··· Records

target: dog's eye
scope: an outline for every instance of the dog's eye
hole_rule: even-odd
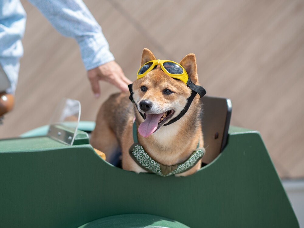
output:
[[[140,89],[141,90],[141,91],[143,92],[145,92],[147,90],[148,90],[148,89],[146,87],[146,86],[143,86],[141,87]]]
[[[173,92],[170,89],[166,89],[164,91],[164,93],[165,94],[171,94]]]

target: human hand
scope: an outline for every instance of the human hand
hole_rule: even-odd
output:
[[[128,85],[132,82],[126,77],[120,67],[114,61],[111,61],[88,71],[88,77],[95,97],[100,95],[100,80],[112,84],[123,91],[129,91]]]

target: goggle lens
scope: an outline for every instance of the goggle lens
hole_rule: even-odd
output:
[[[152,62],[145,64],[139,69],[139,70],[138,71],[138,73],[137,74],[138,75],[142,74],[147,71],[147,70],[152,65],[152,64],[153,64],[153,63]]]
[[[163,64],[163,65],[170,74],[180,74],[184,72],[183,68],[178,64],[171,62],[166,62]]]

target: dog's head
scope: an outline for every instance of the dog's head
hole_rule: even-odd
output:
[[[156,59],[152,52],[145,48],[141,65]],[[185,69],[191,81],[197,84],[198,77],[194,54],[187,55],[179,64]],[[184,109],[191,94],[191,90],[185,83],[170,77],[163,71],[159,65],[144,77],[136,80],[132,89],[135,104],[145,118],[138,128],[139,133],[145,137],[177,116]]]

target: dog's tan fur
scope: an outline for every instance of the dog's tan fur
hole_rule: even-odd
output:
[[[144,49],[141,65],[155,59],[150,51]],[[195,55],[187,55],[180,64],[185,68],[192,82],[199,85]],[[143,85],[148,88],[146,92],[141,90]],[[159,66],[146,76],[136,80],[133,89],[135,105],[129,100],[129,94],[122,93],[112,95],[102,105],[97,116],[96,126],[92,133],[91,143],[93,147],[105,153],[107,158],[109,158],[111,153],[120,147],[123,169],[136,172],[145,172],[147,171],[133,160],[128,152],[134,142],[132,134],[133,118],[136,116],[137,129],[144,121],[135,105],[141,100],[149,100],[153,104],[154,111],[156,113],[175,110],[173,116],[166,122],[168,123],[183,109],[191,90],[181,81],[174,79],[164,73]],[[164,94],[163,92],[167,89],[173,92],[169,95]],[[161,127],[147,138],[138,134],[139,142],[152,158],[164,165],[175,164],[189,157],[196,148],[199,139],[199,147],[203,147],[200,102],[199,95],[197,95],[188,111],[178,121]],[[192,174],[200,166],[201,163],[198,162],[187,171],[176,175]]]

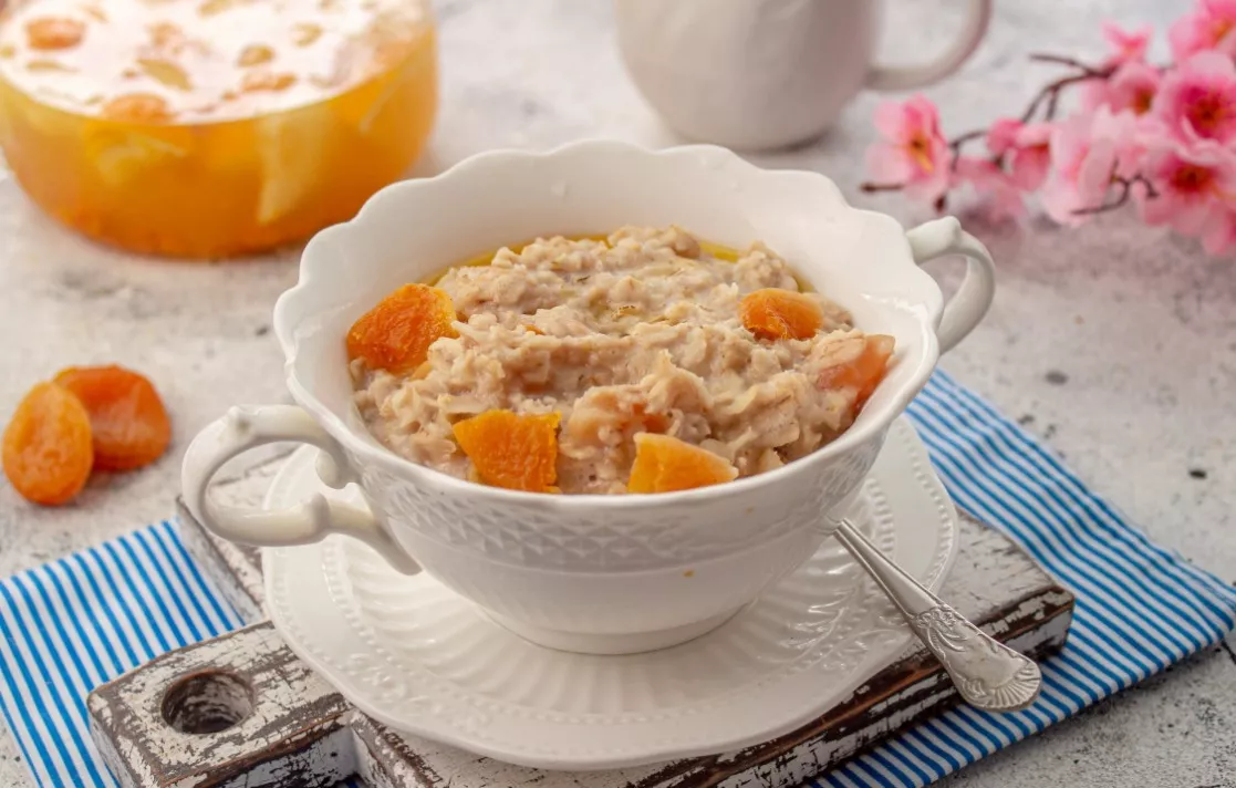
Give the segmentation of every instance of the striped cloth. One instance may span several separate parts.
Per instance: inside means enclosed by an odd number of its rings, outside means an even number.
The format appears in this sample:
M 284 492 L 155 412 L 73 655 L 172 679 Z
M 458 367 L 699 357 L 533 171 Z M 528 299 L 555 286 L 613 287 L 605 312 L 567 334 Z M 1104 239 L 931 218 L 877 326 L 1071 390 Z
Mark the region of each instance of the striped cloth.
M 1132 528 L 990 405 L 937 374 L 910 416 L 957 503 L 1078 597 L 1068 646 L 1026 711 L 948 711 L 815 786 L 923 786 L 1216 643 L 1236 590 Z M 171 523 L 0 583 L 0 708 L 41 786 L 115 786 L 87 727 L 90 688 L 241 623 Z

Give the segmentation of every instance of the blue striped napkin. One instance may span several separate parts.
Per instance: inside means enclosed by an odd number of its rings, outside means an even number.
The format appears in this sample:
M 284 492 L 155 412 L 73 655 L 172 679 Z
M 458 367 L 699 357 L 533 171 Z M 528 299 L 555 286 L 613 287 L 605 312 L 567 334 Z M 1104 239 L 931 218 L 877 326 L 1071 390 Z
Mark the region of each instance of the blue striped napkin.
M 910 416 L 958 505 L 1011 536 L 1077 594 L 1073 628 L 1043 666 L 1043 694 L 1032 708 L 990 715 L 960 706 L 815 786 L 927 784 L 1236 627 L 1236 589 L 1152 543 L 948 376 L 932 379 Z M 88 735 L 87 692 L 240 623 L 166 522 L 0 583 L 0 708 L 35 779 L 115 786 Z

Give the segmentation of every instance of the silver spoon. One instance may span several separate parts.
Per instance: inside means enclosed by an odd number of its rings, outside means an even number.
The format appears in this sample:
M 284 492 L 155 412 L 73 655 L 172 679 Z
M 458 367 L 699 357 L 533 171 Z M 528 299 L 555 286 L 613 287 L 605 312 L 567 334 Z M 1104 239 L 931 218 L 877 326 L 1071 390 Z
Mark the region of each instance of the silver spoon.
M 1043 674 L 1033 659 L 989 637 L 942 602 L 848 520 L 840 521 L 836 533 L 944 666 L 965 703 L 984 711 L 1018 711 L 1035 703 Z

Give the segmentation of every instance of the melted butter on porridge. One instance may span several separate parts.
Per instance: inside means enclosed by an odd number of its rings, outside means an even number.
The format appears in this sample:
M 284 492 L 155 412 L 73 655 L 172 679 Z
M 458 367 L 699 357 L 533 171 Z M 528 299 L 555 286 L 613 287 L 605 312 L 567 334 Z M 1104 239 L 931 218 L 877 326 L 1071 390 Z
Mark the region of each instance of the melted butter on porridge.
M 352 327 L 356 405 L 394 453 L 523 490 L 718 484 L 836 439 L 892 353 L 759 242 L 623 228 L 517 249 Z

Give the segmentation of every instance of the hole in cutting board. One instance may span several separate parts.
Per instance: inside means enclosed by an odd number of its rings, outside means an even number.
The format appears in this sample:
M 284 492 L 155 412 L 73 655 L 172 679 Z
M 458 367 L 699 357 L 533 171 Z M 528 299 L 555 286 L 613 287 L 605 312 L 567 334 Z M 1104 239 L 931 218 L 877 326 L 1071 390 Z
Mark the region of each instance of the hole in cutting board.
M 192 673 L 167 688 L 161 711 L 182 734 L 218 734 L 253 713 L 253 688 L 226 670 Z

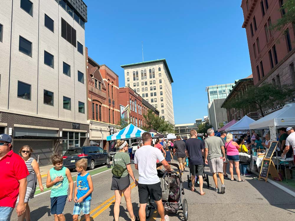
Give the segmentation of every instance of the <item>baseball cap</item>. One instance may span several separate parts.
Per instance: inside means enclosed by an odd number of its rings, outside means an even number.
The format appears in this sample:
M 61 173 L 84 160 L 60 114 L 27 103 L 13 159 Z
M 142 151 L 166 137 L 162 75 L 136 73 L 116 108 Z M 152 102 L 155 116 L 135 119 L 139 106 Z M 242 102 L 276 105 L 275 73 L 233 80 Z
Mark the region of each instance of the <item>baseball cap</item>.
M 11 137 L 6 133 L 0 134 L 0 141 L 5 141 L 10 144 L 11 143 Z

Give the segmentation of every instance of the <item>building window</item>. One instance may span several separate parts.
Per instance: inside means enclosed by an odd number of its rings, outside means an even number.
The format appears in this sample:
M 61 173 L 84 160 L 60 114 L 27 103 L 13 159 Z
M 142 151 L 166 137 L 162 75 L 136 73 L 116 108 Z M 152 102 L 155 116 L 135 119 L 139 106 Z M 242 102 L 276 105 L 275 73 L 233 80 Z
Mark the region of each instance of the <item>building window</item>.
M 271 64 L 271 69 L 273 68 L 273 55 L 271 54 L 271 51 L 270 50 L 268 52 L 268 57 L 269 57 L 269 62 Z
M 71 76 L 71 66 L 66 63 L 63 62 L 63 73 L 69 77 Z
M 44 63 L 53 68 L 54 68 L 54 57 L 45 51 L 44 51 Z
M 53 105 L 53 93 L 46 90 L 44 90 L 43 103 L 45 104 Z
M 17 97 L 31 100 L 31 85 L 17 82 Z
M 263 65 L 262 64 L 262 61 L 260 62 L 260 69 L 261 69 L 261 73 L 263 77 L 264 77 L 264 71 L 263 70 Z
M 32 57 L 32 42 L 20 36 L 19 50 L 24 54 Z
M 278 63 L 278 57 L 277 56 L 275 44 L 273 46 L 273 57 L 274 57 L 275 64 L 276 65 Z
M 63 96 L 63 109 L 71 109 L 71 99 L 64 96 Z
M 258 80 L 260 80 L 260 73 L 259 71 L 259 67 L 258 65 L 256 66 L 256 70 L 257 72 L 257 76 L 258 77 Z
M 78 110 L 79 113 L 85 113 L 85 105 L 81 101 L 78 101 Z
M 20 0 L 20 7 L 33 16 L 33 3 L 29 0 Z
M 84 83 L 84 74 L 79 71 L 78 71 L 78 81 Z
M 76 30 L 62 18 L 61 18 L 61 37 L 74 47 L 76 47 Z
M 286 33 L 286 42 L 287 43 L 287 48 L 288 52 L 290 52 L 292 50 L 292 46 L 291 44 L 291 39 L 290 39 L 290 34 L 289 33 L 289 29 L 287 28 L 285 32 Z
M 77 42 L 77 50 L 79 52 L 83 55 L 83 45 L 78 41 Z
M 45 14 L 44 25 L 47 28 L 54 33 L 54 21 L 46 14 Z
M 253 32 L 253 27 L 252 23 L 250 24 L 250 30 L 251 32 L 251 37 L 253 37 L 254 35 L 254 32 Z

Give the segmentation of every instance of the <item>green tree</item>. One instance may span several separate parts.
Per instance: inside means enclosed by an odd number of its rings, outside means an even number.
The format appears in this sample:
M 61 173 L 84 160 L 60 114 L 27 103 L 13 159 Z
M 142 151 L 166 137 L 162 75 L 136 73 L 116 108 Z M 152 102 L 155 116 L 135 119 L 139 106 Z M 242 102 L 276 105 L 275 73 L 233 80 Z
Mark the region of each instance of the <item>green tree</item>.
M 265 84 L 260 87 L 253 86 L 246 91 L 242 95 L 231 98 L 223 105 L 227 109 L 239 109 L 258 108 L 262 117 L 263 109 L 275 105 L 283 105 L 289 97 L 292 96 L 294 89 L 291 85 L 284 85 L 281 88 L 271 84 Z

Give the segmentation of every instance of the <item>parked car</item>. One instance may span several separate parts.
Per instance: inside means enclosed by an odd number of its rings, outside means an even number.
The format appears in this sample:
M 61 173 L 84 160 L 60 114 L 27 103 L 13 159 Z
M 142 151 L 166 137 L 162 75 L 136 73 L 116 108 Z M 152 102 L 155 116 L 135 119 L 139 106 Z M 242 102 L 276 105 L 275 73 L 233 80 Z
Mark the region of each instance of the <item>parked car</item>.
M 110 159 L 106 151 L 96 146 L 82 146 L 68 149 L 63 156 L 63 165 L 71 171 L 76 168 L 76 162 L 82 158 L 88 160 L 87 166 L 92 170 L 96 165 L 109 163 Z

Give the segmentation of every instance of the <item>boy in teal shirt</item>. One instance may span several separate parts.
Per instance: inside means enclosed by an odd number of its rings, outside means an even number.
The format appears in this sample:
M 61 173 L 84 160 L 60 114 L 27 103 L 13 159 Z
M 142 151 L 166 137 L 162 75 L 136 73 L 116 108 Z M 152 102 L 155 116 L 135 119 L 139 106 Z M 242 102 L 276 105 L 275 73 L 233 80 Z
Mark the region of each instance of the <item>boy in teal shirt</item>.
M 74 182 L 70 170 L 63 166 L 61 155 L 54 154 L 51 159 L 54 167 L 48 171 L 46 181 L 46 187 L 51 187 L 50 212 L 54 215 L 55 221 L 65 221 L 63 209 L 68 198 L 68 184 L 69 183 L 68 201 L 70 202 L 73 199 Z

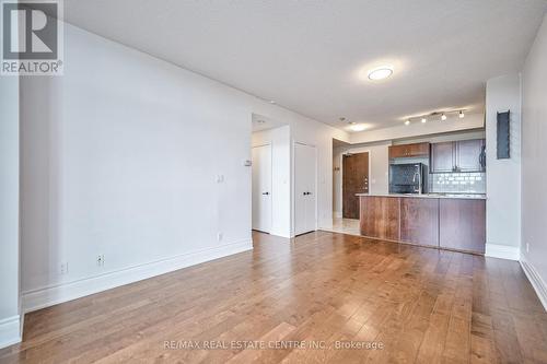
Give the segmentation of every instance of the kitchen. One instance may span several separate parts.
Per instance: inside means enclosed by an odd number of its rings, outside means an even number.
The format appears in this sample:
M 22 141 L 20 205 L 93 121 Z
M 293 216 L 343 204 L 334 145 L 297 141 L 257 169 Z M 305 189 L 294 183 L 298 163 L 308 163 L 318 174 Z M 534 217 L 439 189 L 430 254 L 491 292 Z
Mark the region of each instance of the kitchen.
M 334 164 L 334 203 L 338 196 L 342 204 L 334 231 L 485 254 L 485 129 L 380 145 L 338 144 Z M 371 174 L 374 164 L 383 169 Z

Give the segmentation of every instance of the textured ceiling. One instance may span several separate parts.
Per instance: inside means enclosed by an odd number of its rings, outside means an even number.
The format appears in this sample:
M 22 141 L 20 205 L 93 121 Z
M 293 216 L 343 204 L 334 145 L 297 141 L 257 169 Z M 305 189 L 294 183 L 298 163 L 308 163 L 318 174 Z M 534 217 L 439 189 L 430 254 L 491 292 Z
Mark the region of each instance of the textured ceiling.
M 345 127 L 441 109 L 481 113 L 519 71 L 544 0 L 69 0 L 69 23 Z M 391 63 L 371 82 L 360 72 Z

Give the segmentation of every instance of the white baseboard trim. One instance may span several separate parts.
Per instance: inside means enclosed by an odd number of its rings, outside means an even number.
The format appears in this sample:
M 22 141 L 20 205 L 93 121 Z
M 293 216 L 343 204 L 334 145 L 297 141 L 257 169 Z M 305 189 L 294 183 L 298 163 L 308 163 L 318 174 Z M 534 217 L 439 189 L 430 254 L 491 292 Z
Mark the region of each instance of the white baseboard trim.
M 547 284 L 542 279 L 542 275 L 539 275 L 536 268 L 526 260 L 526 257 L 524 257 L 524 255 L 521 257 L 521 267 L 528 278 L 529 283 L 534 287 L 534 291 L 536 291 L 542 305 L 544 306 L 545 310 L 547 310 Z
M 125 268 L 101 275 L 85 278 L 74 282 L 23 292 L 22 309 L 23 313 L 33 312 L 251 249 L 253 249 L 253 239 L 248 238 L 159 261 Z
M 21 316 L 0 320 L 0 349 L 21 342 Z
M 520 260 L 521 249 L 515 246 L 487 244 L 485 256 L 490 258 Z

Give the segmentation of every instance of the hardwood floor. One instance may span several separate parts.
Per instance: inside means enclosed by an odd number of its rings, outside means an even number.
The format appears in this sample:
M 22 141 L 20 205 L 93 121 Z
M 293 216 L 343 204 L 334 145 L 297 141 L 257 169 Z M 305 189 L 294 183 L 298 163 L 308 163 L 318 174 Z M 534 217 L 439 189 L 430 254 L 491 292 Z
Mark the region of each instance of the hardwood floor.
M 547 363 L 547 314 L 517 262 L 327 232 L 254 239 L 27 314 L 0 362 Z

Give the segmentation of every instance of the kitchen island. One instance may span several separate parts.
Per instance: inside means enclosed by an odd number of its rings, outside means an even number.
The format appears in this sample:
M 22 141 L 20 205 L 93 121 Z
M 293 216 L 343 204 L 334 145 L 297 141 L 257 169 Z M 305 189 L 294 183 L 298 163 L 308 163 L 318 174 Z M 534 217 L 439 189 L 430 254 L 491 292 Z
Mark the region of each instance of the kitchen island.
M 363 236 L 485 254 L 484 195 L 358 196 Z

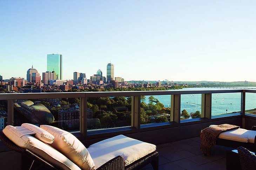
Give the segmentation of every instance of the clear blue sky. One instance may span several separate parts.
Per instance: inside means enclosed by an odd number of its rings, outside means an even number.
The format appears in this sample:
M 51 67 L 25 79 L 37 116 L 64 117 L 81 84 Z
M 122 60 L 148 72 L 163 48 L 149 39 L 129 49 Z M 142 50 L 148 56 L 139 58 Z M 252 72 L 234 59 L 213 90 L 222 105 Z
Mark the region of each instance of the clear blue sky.
M 0 0 L 0 75 L 64 79 L 111 60 L 125 80 L 256 82 L 256 1 Z

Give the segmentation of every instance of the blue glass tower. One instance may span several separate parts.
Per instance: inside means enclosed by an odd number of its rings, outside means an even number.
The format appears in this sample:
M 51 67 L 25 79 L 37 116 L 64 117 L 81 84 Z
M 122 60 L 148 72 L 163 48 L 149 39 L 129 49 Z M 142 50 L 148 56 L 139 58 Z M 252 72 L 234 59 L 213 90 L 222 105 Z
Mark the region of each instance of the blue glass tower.
M 47 71 L 53 71 L 54 70 L 60 80 L 62 77 L 62 55 L 61 54 L 47 55 Z

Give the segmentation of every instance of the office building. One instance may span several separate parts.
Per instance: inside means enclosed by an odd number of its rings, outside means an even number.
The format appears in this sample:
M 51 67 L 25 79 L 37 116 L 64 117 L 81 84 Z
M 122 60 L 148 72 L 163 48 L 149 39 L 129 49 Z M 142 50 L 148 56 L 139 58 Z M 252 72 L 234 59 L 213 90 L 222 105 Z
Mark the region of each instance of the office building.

······

Problem to work on: Could you repeat the material word for word, from the line with "Give the segmentation of every instance of the melted" up to and including the line with "M 352 327 L"?

Response for this exercise:
Give the segmentation of every instance of the melted butter on porridge. One instance may span several separate parts.
Per instance: inside means enclosed by an odd number of its rings, outside means an even number.
The format appears in this sample:
M 284 492 L 155 412 L 73 655 L 172 679 Z
M 458 367 L 699 357 L 533 171 Z M 528 299 L 555 286 L 613 287 L 605 312 L 567 334 Z M 1104 239 L 931 218 L 877 326 L 1071 390 Z
Mark the region of each instance of the melted butter on porridge.
M 352 327 L 356 405 L 394 453 L 523 490 L 718 484 L 836 439 L 892 353 L 759 242 L 623 228 L 517 249 Z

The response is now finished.